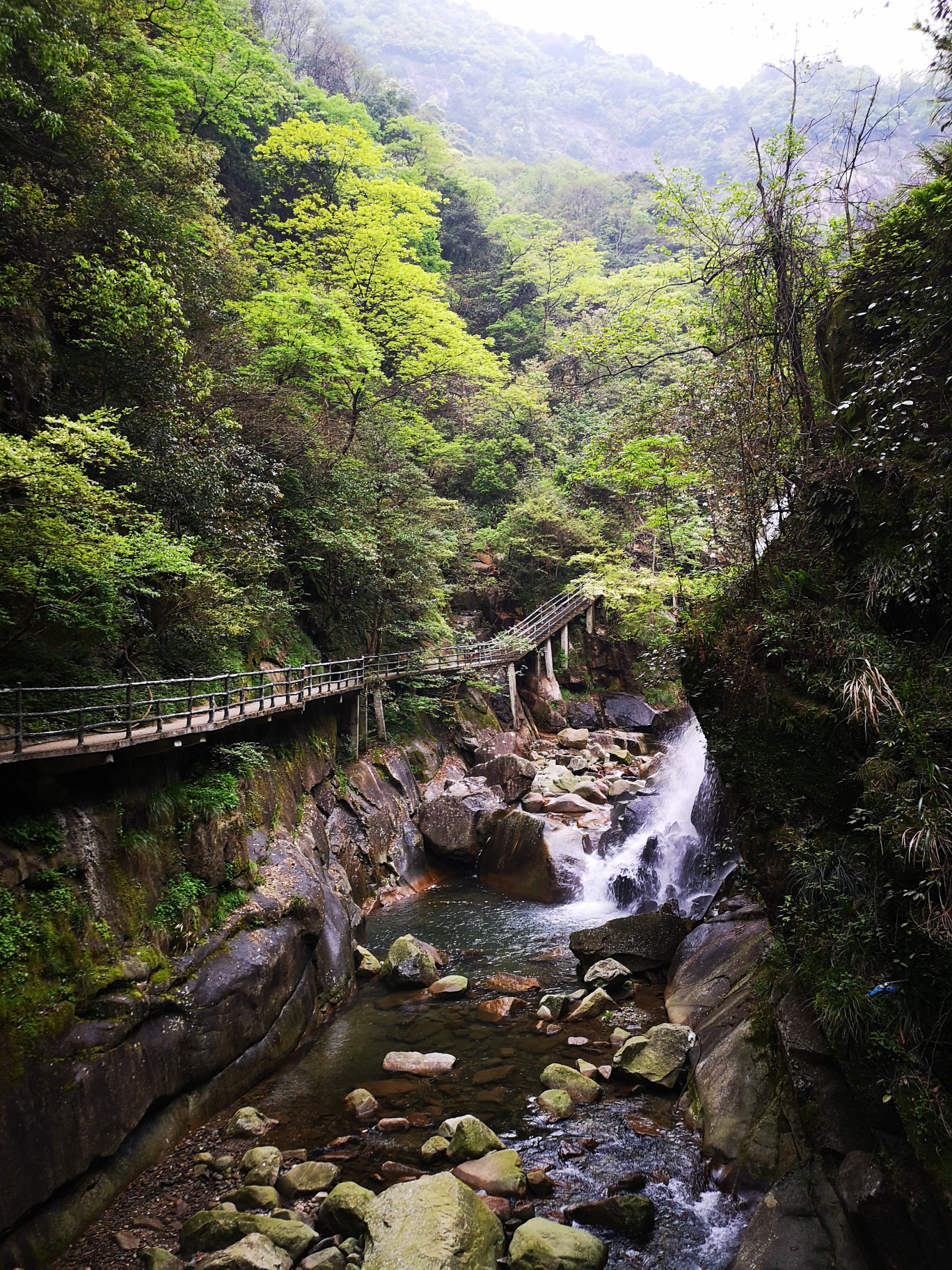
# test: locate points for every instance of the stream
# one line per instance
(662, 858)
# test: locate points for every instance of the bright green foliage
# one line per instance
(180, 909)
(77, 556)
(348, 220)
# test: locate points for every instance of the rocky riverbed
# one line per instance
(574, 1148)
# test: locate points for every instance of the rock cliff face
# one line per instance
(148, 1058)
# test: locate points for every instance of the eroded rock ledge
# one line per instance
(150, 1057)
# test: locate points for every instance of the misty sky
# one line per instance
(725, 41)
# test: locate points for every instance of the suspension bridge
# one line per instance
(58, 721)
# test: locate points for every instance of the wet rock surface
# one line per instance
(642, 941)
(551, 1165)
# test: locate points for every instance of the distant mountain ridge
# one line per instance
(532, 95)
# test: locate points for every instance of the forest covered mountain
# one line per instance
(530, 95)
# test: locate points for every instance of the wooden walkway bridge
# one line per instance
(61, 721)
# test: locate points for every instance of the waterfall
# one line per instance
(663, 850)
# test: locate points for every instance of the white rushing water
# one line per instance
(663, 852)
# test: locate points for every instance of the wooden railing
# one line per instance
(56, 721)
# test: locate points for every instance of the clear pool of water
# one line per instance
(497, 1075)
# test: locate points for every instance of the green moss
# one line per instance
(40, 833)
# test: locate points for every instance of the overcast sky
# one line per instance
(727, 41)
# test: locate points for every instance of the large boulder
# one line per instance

....................

**Your instructions**:
Leave the pictures out and reproduce all of the records exactly.

**Task result**:
# test: locate points for every instance of the stream
# one line per instance
(662, 858)
# test: locate points for every instance of the bright green foliage
# one line per instance
(180, 909)
(77, 556)
(348, 220)
# test: locate points for every instance of the rocky riverbed
# one line per instance
(574, 1148)
# test: locate points for every instance of the rock cliff face
# one line per instance
(148, 1058)
# test: locate points for every instance of the eroded rock ledge
# one line per instance
(150, 1057)
# test: locate points for every instance of the misty sky
# one line per instance
(725, 41)
# test: locate points for every instance of the suspension bridge
# one line per instance
(58, 721)
# test: locate points for every instance of the wet rock surface
# one line per instance
(642, 941)
(551, 1165)
# test: locate points for every instance of the distant mountain ridge
# one line per instance
(532, 95)
# test: locate points for every instance of the forest covered mountain
# one line per instance
(530, 95)
# test: locate points for every instance of the wooden walkway bridge
# one line per instance
(61, 721)
# test: locate points for every instance of the waterfall
# one line per instance
(663, 850)
# test: locate points for every instance of the white rushing water
# one line per instance
(663, 852)
# test: locate points for every instance of the wooden railing
# one line per instance
(56, 721)
# test: locate points for every instance of the clear pool of water
# one line per instance
(497, 1075)
# test: locate points for every instance of the green moss
# one line per instance
(40, 833)
# test: locate points for every instance of the overcast sky
# one line per instance
(727, 41)
# test: locate points for every instance of the large boulder
# one line per instance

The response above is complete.